___ Extrait fourni

La Maison des livreurs : un lieu ressource pour les coursiers à vélo
A Bordeaux, la Maison des livreurs accueille, accompagne et oriente les livreurs des plateformes numériques de livraison en situation de précarité. Une initiative co-construite avec les premiers concernés qui compte bien faire valoir les droits de ces travailleurs aussi vulnérables que corvéables.
On les appelle « les forçats du bitume ». Les livreurs à vélo des plateformes numériques de livraison font désormais partie du paysage des grandes villes. Mais derrière ces silhouettes filant sur leurs deux roues, 7 jours sur 7 et par tous les temps, se cache une très grande précarité. « Ici à Bordeaux plus de 30 % des auto-entreprises de livraison sont domiciliées dans des structures pour sans domicile fixe et parmi les livreurs de plateforme, plus de la moitié ne bénéficie d’aucun accompagnement social », confie Jonathan L’Utile Chevallier, responsable de la Maison des livreurs qui accueille et accompagne les coursiers de la métropole bordelaise depuis février 2023, afin d’améliorer leurs conditions de vie et de travail.
Point de départ de cette initiative : la mobilisation des travailleurs des plateformes numériques de livraison qui se sont réunis en collectif au sein de l’association AMAL (Association de Mobilisation et d’Accompagnement des Livreurs) pour rendre visible leurs difficultés et plusieurs associations de lutte contre la précarité tels que Médecins du Monde.
Un lieu refuge et ressource pour les livreurs
Aujourd’hui soutenue par la Fondation de France, la Maison des livreurs se veut avant tout un refuge, « un endroit pour se mettre à l’abri, se poser et se reposer entre deux courses mais aussi un lieu où partager son quotidien avec d’autres », précise Jonathan L’Utile Chevallier qui insiste sur « l’isolement social et le sentiment d’invisibilité » ressentis par les coursiers.

______

▶ **Liste des tâches**
• 1. D'après le texte sur la Maison des livreurs, depuis quand ce lieu accueille-t-il les coursiers de la métropole bordelaise ?
• 2. Prolongez le texte sur la Maison des livreurs à la suite de sa dernière phrase.

___ Données fournies

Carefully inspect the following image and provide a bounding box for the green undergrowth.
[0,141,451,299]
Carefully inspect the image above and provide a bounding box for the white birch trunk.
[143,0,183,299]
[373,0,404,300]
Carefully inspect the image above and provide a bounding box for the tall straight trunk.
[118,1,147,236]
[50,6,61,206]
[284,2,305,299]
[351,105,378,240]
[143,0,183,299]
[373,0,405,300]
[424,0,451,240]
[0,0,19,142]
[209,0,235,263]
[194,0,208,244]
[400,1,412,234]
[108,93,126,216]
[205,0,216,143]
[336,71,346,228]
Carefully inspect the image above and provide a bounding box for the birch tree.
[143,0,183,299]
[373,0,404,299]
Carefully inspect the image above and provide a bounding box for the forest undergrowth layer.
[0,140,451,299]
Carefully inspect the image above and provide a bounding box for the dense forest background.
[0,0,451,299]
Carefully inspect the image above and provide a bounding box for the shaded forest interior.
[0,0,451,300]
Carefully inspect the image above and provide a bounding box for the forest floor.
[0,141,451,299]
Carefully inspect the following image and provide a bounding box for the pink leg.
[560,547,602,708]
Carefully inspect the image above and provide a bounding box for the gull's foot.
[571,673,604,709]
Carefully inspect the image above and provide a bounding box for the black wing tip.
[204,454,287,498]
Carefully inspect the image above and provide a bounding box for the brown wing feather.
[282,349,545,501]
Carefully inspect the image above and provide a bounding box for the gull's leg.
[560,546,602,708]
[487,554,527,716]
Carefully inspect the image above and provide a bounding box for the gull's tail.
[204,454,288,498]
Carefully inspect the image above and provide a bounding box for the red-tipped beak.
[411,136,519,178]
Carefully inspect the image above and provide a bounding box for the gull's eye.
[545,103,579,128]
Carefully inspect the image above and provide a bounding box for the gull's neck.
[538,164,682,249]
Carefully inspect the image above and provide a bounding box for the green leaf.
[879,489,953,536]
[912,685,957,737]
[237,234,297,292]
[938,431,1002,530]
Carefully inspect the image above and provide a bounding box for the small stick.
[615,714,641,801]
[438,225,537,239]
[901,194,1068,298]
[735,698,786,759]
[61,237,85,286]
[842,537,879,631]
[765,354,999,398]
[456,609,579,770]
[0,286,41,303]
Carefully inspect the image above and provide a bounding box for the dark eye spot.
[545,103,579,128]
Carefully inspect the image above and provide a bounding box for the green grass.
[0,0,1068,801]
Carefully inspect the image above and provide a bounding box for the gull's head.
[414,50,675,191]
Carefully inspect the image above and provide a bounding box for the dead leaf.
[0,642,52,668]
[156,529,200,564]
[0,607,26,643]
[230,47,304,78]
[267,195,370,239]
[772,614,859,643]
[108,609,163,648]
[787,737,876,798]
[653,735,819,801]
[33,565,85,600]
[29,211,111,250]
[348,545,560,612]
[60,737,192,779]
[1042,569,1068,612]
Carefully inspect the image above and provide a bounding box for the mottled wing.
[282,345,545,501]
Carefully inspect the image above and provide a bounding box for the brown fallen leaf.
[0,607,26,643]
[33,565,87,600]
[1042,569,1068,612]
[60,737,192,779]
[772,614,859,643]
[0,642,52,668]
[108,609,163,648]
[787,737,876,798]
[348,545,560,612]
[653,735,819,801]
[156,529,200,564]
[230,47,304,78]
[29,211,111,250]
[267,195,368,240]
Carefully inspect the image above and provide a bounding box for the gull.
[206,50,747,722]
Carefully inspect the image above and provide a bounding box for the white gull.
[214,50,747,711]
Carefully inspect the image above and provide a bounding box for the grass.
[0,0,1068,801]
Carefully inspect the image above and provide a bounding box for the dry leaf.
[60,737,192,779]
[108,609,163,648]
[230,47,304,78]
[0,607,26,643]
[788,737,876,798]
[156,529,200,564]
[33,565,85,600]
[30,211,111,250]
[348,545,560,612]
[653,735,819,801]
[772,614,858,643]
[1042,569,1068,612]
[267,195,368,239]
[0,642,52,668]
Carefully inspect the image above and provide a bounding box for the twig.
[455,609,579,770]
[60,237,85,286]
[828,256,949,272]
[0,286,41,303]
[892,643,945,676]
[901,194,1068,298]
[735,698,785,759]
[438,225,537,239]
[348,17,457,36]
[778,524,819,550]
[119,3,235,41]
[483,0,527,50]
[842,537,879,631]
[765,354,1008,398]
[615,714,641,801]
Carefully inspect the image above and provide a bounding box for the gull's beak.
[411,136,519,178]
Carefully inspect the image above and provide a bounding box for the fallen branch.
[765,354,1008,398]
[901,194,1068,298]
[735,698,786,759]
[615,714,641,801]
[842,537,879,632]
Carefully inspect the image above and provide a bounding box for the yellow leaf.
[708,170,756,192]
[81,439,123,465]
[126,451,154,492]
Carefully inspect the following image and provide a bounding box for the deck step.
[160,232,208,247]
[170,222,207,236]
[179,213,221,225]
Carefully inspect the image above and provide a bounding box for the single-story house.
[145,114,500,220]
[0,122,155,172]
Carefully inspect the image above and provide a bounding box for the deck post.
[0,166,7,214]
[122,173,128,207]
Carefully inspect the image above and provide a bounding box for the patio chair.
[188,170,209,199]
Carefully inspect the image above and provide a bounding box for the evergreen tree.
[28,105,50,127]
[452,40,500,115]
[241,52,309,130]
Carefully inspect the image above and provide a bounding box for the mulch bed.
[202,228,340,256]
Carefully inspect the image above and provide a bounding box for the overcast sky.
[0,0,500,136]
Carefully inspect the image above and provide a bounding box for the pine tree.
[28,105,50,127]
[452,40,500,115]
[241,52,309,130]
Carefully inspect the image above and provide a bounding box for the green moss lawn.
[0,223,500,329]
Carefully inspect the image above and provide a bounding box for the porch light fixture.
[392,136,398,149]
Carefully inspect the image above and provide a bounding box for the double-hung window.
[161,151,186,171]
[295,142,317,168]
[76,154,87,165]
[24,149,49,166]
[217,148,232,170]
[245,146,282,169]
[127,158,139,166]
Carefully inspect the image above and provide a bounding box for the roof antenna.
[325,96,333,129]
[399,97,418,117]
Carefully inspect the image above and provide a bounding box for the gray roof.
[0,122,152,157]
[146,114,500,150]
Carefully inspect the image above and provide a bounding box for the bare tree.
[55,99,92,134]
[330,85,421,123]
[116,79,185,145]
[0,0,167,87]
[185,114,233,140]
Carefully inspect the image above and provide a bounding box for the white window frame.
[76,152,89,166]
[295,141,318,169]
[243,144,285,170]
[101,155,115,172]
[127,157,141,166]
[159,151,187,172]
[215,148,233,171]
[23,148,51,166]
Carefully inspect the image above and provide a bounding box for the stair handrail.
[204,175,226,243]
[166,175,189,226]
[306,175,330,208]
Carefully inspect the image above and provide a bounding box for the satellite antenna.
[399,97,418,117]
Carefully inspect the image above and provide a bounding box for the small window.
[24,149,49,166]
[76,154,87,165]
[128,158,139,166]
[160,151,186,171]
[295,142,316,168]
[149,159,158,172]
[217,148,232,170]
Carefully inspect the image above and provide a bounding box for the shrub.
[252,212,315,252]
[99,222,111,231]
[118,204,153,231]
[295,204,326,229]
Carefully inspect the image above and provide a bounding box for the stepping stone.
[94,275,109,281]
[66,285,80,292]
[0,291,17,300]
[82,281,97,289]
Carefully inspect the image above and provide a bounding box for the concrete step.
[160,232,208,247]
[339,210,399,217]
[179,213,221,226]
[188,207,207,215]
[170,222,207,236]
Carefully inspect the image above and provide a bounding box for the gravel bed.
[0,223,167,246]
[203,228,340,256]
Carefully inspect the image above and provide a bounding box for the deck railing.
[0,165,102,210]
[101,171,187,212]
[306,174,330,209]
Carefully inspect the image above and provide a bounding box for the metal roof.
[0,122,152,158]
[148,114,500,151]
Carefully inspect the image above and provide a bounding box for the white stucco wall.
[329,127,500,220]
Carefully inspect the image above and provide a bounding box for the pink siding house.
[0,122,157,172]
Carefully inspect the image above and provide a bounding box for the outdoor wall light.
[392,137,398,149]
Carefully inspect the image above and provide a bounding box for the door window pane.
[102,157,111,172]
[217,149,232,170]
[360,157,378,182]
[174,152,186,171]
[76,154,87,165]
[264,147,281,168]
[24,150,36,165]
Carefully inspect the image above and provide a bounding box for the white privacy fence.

______

▶ **Corrigé de l'exercice**
• 1. Depuis février 2023.

• 2.
Jeunes pour la plupart (69 % ont moins de 34 ans), souvent issus de parcours migratoires, ils n’ont bien souvent eu d’autre choix que d’accepter de louer leurs services de course pour un revenu horaire largement inférieur au SMIC, selon l’étude 2022 sur les livreurs des plateformes à Paris. Les conditions de travail très précaires les surexposent aux problématiques de santé physique et psychique, et les incitent également à prendre des risques inconsidérés pour répondre aux attentes de performance dictées par les plateformes numériques.
En plus de recréer du lien social et de leur proposer un lieu où ils sont accueillis de façon inconditionnelle, la Maison des livreurs a développé un programme d’accompagnement global : actions de prévention en santé et consultations de premiers soins, accompagnement dans l’accès aux droits avec des juristes spécialisés dans le droit des étrangers et des victimes (notamment d’accidents de la circulation), prévention routière grâce à des ateliers sur les fondamentaux de la conduite en ville (près de 60 % des coursiers ont déjà eu un accident), etc.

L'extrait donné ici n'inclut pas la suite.